* begin Data to use *
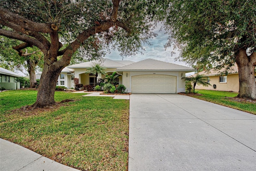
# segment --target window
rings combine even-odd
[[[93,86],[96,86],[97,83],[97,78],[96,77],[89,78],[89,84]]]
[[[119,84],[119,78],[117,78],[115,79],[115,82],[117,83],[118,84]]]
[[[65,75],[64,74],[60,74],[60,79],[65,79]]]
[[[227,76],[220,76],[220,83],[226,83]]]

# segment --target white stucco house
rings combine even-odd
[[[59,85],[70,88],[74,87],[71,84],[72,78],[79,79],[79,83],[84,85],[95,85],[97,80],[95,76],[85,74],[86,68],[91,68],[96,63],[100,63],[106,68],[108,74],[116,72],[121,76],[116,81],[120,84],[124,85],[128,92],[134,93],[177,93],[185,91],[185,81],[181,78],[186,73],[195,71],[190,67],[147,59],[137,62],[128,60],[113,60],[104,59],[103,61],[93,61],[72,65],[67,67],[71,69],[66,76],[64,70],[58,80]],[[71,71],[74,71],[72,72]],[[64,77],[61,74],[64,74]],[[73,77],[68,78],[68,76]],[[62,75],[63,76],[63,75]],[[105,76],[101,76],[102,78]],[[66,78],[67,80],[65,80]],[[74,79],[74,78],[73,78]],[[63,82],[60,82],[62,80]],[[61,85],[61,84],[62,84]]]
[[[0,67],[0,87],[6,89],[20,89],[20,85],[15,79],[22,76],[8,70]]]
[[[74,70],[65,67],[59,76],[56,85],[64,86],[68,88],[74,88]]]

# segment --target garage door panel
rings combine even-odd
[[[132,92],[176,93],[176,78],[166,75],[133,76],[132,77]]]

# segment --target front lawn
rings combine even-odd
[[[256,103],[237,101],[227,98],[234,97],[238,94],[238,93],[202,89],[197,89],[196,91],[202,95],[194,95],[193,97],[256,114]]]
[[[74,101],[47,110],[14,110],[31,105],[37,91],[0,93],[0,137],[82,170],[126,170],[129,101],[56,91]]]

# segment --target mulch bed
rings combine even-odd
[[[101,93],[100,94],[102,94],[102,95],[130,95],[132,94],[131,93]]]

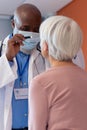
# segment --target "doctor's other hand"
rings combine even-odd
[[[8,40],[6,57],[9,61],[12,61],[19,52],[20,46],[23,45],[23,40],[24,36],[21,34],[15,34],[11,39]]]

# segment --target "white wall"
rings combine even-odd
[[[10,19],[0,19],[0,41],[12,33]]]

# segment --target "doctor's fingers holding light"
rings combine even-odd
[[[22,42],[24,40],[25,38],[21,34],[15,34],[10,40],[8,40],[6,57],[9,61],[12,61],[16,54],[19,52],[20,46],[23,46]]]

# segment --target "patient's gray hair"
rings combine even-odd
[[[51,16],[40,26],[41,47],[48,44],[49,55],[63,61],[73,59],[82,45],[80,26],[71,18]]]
* end Data to use *
▸ Written problem: Can you turn the rows starting at the line containing "# segment --target mulch bed" and ending at the last row into a JSON list of strings, one string per line, with blank lines left out? Leave the pictures out of your answer.

▸ Exercise answer:
[
  "# segment --target mulch bed",
  "rings combine even-odd",
  "[[[101,93],[100,94],[102,94],[102,95],[130,95],[132,94],[131,93]]]",
  "# segment --target \"doctor's other hand\"",
  "rings combine even-odd",
  "[[[8,40],[6,57],[9,61],[12,61],[19,52],[20,46],[23,45],[23,40],[24,36],[21,34],[15,34],[11,39]]]",
  "# segment --target \"white wall\"",
  "rings combine even-odd",
  "[[[10,19],[0,19],[0,41],[12,33]]]",
  "# segment --target \"doctor's fingers holding light\"",
  "rings combine even-odd",
  "[[[22,42],[24,40],[25,38],[21,34],[15,34],[10,40],[8,40],[6,57],[9,61],[12,61],[16,54],[19,52],[20,46],[23,46]]]",
  "# segment --target \"patient's gray hair\"",
  "rings combine even-odd",
  "[[[51,16],[40,26],[41,47],[48,44],[49,55],[63,61],[73,59],[82,45],[80,26],[71,18]]]"
]